Section 14A of the Securities Exchange Act requires Shareholders to vote regarding how often the Company should conduct such a “say-on-pay” vote. The Board recommends that the Shareholders vote to conduct a “say-on-pay” vote every year.
Adjournment Proposal (page 56)
If at the Annual Meeting of Shareholders, the Board determines it is necessary or appropriate to adjourn the annual meeting, we intend to move to vote on the Adjournment proposal. For example, the Board may make such a determination if the number of shares of Company’s common stock represented and voting in favor of the Asset Sale proposal at the annual meeting is insufficient to adopt the Asset Sale proposal, or if the number of shares of Company’s common stock represented and voting in favor of the Dissolution proposal at the annual meeting is insufficient to adopt the Dissolution proposal. The Board recommends that the Shareholders vote to approve the Adjournment proposal. See “Proposal No. 9 - Adjournment” beginning on page 56 of this proxy statement.
Risk Factors (page 16)
A summary of certain risks relating to the Asset Sale and the Plan of Dissolution begins on page 16 of this proxy statement.
Interests of Certain Persons in Matters to be Acted Upon (page 60)
Orson Oliver is the beneficial owner of 20,025 shares held in trusts for Mr. Oliver's daughter and minor grandchildren for which Mr. Oliver is the trustee, 517,788 shares held by the Kletter Family Trust (the Trust) of which Mr. Oliver is trustee, 750,000 shares owned by The Harry Kletter Family Limited Partnership (the Partnership) of which Mr. Oliver is general partner, and 549,168 shares owned by K&R, LLC (K&R) which is controlled by Mr. Oliver, of which all shares are pledged as security for commercial bank loans. K&R and 7100 Grade Lane, LLC, (7100 LLC) an entity related to the Trust, the Partnership and K&R, will receive an early payoff of amounts due from the Company under certain notes as a result of the Asset Sale, as more fully described in “Certain Relationships and Related Transactions.
--------
Given problem 1:
Reproduce the proxy statement excerpt word for word, from start to finish.
The rows that come next have no connection to the proxy statement excerpt above.
--------
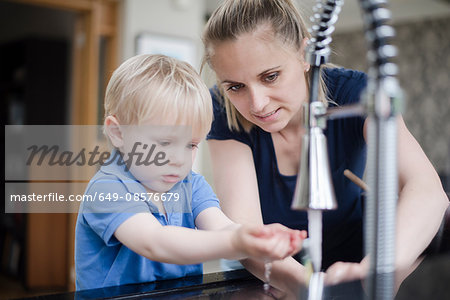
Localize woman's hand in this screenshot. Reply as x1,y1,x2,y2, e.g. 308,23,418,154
232,224,306,261
325,256,370,285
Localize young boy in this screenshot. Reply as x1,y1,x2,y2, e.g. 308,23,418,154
75,55,306,290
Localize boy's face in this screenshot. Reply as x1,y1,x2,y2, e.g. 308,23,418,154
120,122,203,193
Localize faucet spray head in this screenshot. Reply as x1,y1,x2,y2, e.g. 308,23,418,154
291,101,337,210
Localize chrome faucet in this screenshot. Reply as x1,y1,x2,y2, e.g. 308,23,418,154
292,0,402,300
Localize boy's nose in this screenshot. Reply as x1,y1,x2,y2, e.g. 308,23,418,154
169,148,188,167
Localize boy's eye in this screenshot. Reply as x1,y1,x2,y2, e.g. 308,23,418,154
264,72,279,82
227,83,244,92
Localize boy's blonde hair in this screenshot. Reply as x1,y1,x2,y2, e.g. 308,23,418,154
105,54,212,136
202,0,327,131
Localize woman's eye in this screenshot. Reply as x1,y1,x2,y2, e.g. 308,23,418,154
227,83,244,92
264,72,279,82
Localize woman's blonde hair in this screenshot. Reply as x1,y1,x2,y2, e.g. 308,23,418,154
105,54,212,135
202,0,327,131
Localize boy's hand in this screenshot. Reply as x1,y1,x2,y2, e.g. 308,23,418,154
232,224,306,261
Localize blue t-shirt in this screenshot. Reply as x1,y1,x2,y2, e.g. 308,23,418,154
207,68,367,269
75,154,219,290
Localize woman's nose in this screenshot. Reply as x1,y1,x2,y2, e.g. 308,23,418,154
249,87,269,114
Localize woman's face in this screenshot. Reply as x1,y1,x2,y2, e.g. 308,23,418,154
211,33,309,132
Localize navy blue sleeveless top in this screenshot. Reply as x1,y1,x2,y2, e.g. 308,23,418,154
207,68,367,269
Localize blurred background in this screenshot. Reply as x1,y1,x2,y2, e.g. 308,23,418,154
0,0,450,298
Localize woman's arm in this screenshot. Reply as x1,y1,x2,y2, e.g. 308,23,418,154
208,140,307,293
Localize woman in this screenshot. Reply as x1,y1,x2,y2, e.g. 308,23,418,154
203,0,448,291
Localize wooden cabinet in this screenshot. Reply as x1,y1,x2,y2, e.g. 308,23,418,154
0,38,70,289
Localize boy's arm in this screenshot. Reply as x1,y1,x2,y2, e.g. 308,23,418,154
114,213,301,264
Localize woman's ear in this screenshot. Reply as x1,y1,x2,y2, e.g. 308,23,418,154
105,116,123,149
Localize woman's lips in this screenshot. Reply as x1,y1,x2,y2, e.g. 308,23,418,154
254,108,280,122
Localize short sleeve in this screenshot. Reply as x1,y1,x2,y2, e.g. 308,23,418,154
192,173,220,220
80,175,150,246
206,86,251,146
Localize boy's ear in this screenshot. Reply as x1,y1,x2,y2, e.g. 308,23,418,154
105,116,123,148
300,38,311,72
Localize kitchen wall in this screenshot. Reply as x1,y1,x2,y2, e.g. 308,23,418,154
331,16,450,174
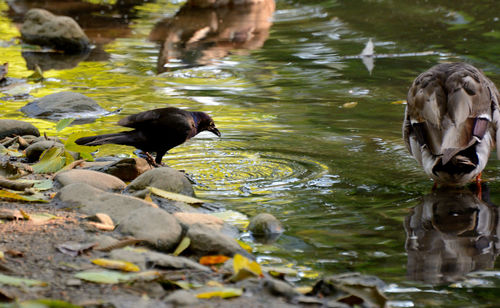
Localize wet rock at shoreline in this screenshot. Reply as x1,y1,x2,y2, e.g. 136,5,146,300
21,9,90,54
54,183,154,223
25,140,64,163
90,158,153,182
248,213,283,239
186,224,250,256
0,119,40,139
126,167,194,197
21,92,108,124
117,207,182,252
54,169,127,191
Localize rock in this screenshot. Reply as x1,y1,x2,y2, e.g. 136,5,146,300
263,277,300,299
0,119,40,139
21,92,107,124
21,9,90,54
91,158,153,182
173,212,224,231
248,213,283,237
54,169,127,191
25,140,64,163
110,249,212,272
117,207,182,251
165,290,199,307
127,167,194,197
186,224,249,257
54,183,156,223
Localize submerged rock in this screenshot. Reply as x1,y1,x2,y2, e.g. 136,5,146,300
0,119,40,138
25,140,64,163
91,158,153,181
21,92,108,123
54,183,154,223
21,9,90,53
248,213,283,238
117,207,182,251
54,169,127,191
127,167,194,197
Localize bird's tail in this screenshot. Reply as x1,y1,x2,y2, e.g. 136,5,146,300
75,132,130,146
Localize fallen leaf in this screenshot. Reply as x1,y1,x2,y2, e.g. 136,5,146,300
0,274,47,287
173,236,191,256
92,259,141,272
229,254,262,282
391,99,407,105
56,241,96,257
200,255,231,265
147,186,205,204
196,288,243,299
31,147,74,173
0,189,48,203
75,270,133,284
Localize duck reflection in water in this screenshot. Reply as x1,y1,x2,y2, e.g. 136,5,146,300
149,0,275,73
405,185,500,284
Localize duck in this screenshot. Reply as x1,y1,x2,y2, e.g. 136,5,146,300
403,62,500,188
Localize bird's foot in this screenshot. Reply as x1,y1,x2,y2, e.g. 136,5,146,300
476,172,483,200
144,152,165,168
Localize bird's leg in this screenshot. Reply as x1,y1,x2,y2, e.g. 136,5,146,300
476,172,483,200
144,152,163,168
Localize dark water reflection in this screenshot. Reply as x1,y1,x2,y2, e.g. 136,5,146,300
0,0,500,307
405,190,500,284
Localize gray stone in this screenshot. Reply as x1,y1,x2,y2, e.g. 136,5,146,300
54,183,154,222
21,9,90,54
25,140,64,163
54,169,127,191
110,249,212,272
21,92,107,123
127,167,194,197
0,119,40,139
165,290,200,307
91,158,153,182
263,277,300,299
248,213,283,236
117,207,182,251
186,224,248,256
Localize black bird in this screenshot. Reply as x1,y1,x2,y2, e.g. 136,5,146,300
75,107,220,165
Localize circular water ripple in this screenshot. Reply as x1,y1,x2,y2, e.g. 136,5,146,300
168,150,328,195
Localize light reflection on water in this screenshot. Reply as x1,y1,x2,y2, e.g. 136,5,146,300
0,0,500,307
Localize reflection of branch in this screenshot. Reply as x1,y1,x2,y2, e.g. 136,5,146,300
341,51,449,59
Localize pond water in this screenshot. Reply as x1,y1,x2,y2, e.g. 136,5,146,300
0,0,500,307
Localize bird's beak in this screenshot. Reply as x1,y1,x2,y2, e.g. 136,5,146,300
208,126,221,137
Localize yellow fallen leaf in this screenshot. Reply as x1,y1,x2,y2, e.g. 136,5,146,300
92,259,141,272
19,209,31,220
200,255,231,265
148,186,205,204
294,286,312,294
229,254,262,282
196,288,243,299
342,102,358,108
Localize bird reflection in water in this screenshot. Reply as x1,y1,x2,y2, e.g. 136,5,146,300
405,187,500,284
149,0,275,73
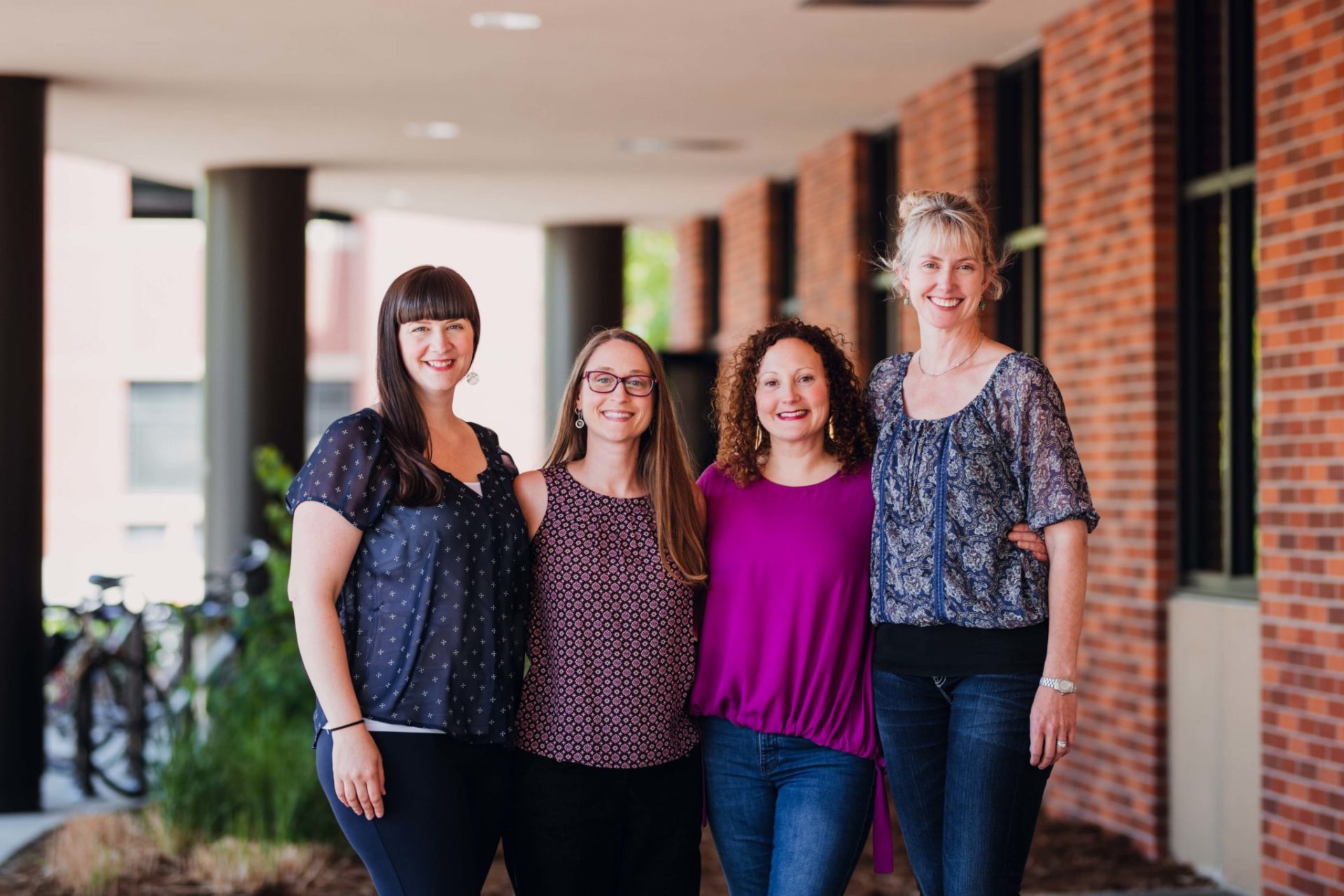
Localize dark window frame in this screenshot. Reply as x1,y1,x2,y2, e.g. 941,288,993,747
1177,0,1259,598
864,126,900,365
995,52,1046,356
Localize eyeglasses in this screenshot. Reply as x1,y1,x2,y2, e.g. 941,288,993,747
583,371,657,398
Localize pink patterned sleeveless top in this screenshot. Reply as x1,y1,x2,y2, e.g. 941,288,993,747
517,465,699,769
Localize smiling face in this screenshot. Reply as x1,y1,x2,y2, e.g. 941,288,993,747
755,339,831,442
900,235,988,329
396,318,473,393
574,339,657,442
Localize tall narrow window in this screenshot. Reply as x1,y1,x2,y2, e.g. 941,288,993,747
864,127,900,365
995,54,1046,355
1179,0,1259,595
127,383,206,491
774,180,802,320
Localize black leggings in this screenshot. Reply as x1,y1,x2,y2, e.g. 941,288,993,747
504,747,703,896
317,732,510,896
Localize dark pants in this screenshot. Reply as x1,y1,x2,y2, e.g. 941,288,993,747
317,732,510,896
504,747,701,896
700,718,876,896
872,669,1050,896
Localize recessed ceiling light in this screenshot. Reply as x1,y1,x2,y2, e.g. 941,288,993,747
472,12,542,31
618,137,742,155
406,121,461,140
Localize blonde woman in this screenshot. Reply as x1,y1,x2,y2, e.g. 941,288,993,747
867,192,1098,896
504,329,704,896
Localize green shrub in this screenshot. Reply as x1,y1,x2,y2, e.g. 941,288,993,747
156,446,343,842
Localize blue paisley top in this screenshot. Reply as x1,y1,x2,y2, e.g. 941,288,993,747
867,352,1098,629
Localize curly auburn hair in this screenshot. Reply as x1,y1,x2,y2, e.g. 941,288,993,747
714,317,872,485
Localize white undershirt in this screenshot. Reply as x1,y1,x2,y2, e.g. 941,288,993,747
336,481,485,735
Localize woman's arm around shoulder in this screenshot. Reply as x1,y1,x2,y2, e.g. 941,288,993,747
513,470,546,539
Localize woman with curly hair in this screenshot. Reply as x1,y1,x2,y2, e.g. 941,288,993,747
691,320,891,896
691,320,1044,896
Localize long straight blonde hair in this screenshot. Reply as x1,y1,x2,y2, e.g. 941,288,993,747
546,328,706,586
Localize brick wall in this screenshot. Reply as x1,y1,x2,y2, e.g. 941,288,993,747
716,178,782,354
668,218,719,352
797,133,878,374
1256,0,1344,896
898,66,996,352
1042,0,1177,855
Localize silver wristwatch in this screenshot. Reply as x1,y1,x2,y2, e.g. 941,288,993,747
1040,676,1078,693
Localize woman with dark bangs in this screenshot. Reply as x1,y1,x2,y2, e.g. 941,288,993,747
504,329,704,896
286,266,528,896
691,320,1039,896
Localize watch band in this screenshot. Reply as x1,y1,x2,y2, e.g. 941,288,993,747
1040,676,1078,694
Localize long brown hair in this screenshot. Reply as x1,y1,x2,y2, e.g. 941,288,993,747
546,328,706,586
714,317,872,485
378,265,481,506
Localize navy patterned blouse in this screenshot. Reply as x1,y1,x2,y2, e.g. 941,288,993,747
285,408,529,744
867,352,1098,629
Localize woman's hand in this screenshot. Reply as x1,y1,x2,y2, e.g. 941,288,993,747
1030,685,1078,769
328,725,384,821
1008,523,1050,563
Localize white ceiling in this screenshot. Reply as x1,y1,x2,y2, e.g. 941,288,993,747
0,0,1079,223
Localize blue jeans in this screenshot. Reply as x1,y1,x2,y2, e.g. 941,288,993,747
872,669,1050,896
700,718,876,896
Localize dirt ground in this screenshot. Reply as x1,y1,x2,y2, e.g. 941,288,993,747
0,820,1212,896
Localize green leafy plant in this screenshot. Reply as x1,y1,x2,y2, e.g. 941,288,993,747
158,446,343,844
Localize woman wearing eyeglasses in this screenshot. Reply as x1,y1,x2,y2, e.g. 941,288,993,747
504,329,704,896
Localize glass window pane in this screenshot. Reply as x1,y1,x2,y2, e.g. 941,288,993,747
129,383,204,491
1180,196,1224,573
1179,0,1226,180
304,383,355,453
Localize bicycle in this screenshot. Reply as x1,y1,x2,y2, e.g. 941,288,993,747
46,575,172,798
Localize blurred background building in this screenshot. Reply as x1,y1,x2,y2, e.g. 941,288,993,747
0,0,1344,895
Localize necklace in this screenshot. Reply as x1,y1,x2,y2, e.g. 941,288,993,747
916,333,985,376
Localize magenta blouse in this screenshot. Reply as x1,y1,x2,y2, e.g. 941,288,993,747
690,463,891,873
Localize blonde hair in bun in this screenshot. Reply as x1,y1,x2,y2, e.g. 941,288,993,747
886,190,1009,301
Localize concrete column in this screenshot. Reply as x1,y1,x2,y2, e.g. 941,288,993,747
206,168,308,571
0,76,47,811
546,224,625,431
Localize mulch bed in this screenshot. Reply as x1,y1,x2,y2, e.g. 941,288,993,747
0,818,1214,896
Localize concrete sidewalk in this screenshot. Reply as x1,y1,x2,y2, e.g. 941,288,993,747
0,771,137,865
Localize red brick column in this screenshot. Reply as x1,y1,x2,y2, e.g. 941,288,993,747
668,218,718,352
718,178,782,354
1042,0,1177,855
898,67,996,352
1255,0,1344,896
797,133,878,374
--------
Given problem 2:
From the rows, write out the stretch from the line containing "Localize fallen leaf" through the line containing "405,190,500,284", both included.

Task solution 1:
Section 14A of the Securities Exchange Act requires Shareholders to vote regarding how often the Company should conduct such a “say-on-pay” vote. The Board recommends that the Shareholders vote to conduct a “say-on-pay” vote every year.
Adjournment Proposal (page 56)
If at the Annual Meeting of Shareholders, the Board determines it is necessary or appropriate to adjourn the annual meeting, we intend to move to vote on the Adjournment proposal. For example, the Board may make such a determination if the number of shares of Company’s common stock represented and voting in favor of the Asset Sale proposal at the annual meeting is insufficient to adopt the Asset Sale proposal, or if the number of shares of Company’s common stock represented and voting in favor of the Dissolution proposal at the annual meeting is insufficient to adopt the Dissolution proposal. The Board recommends that the Shareholders vote to approve the Adjournment proposal. See “Proposal No. 9 - Adjournment” beginning on page 56 of this proxy statement.
Risk Factors (page 16)
A summary of certain risks relating to the Asset Sale and the Plan of Dissolution begins on page 16 of this proxy statement.
Interests of Certain Persons in Matters to be Acted Upon (page 60)
Orson Oliver is the beneficial owner of 20,025 shares held in trusts for Mr. Oliver's daughter and minor grandchildren for which Mr. Oliver is the trustee, 517,788 shares held by the Kletter Family Trust (the Trust) of which Mr. Oliver is trustee, 750,000 shares owned by The Harry Kletter Family Limited Partnership (the Partnership) of which Mr. Oliver is general partner, and 549,168 shares owned by K&R, LLC (K&R) which is controlled by Mr. Oliver, of which all shares are pledged as security for commercial bank loans. K&R and 7100 Grade Lane, LLC, (7100 LLC) an entity related to the Trust, the Partnership and K&R, will receive an early payoff of amounts due from the Company under certain notes as a result of the Asset Sale, as more fully described in “Certain Relationships and Related Transactions.

Task solution 2:
Localize fallen leaf in this screenshot. Reply as x1,y1,x2,y2, e.g. 136,5,146,300
0,274,47,287
173,236,191,256
92,259,141,272
229,254,262,282
391,99,407,105
56,241,96,257
200,255,231,265
147,186,205,204
196,288,243,299
31,147,74,173
0,189,48,203
75,270,133,284
Localize duck reflection in water in this screenshot. Reply as x1,y1,x2,y2, e.g. 136,5,146,300
149,0,275,73
405,185,500,284
Localize duck in this screenshot. Reply as x1,y1,x2,y2, e.g. 136,5,146,300
403,62,500,188
Localize bird's foot in this screenshot. Reply as x1,y1,x2,y2, e.g. 136,5,146,300
476,172,483,200
144,152,165,168
Localize bird's leg in this screenshot. Reply as x1,y1,x2,y2, e.g. 136,5,146,300
476,172,483,200
144,152,163,168
Localize dark water reflection in this screenshot. Reply as x1,y1,x2,y2, e.g. 136,5,146,300
0,0,500,307
405,190,500,284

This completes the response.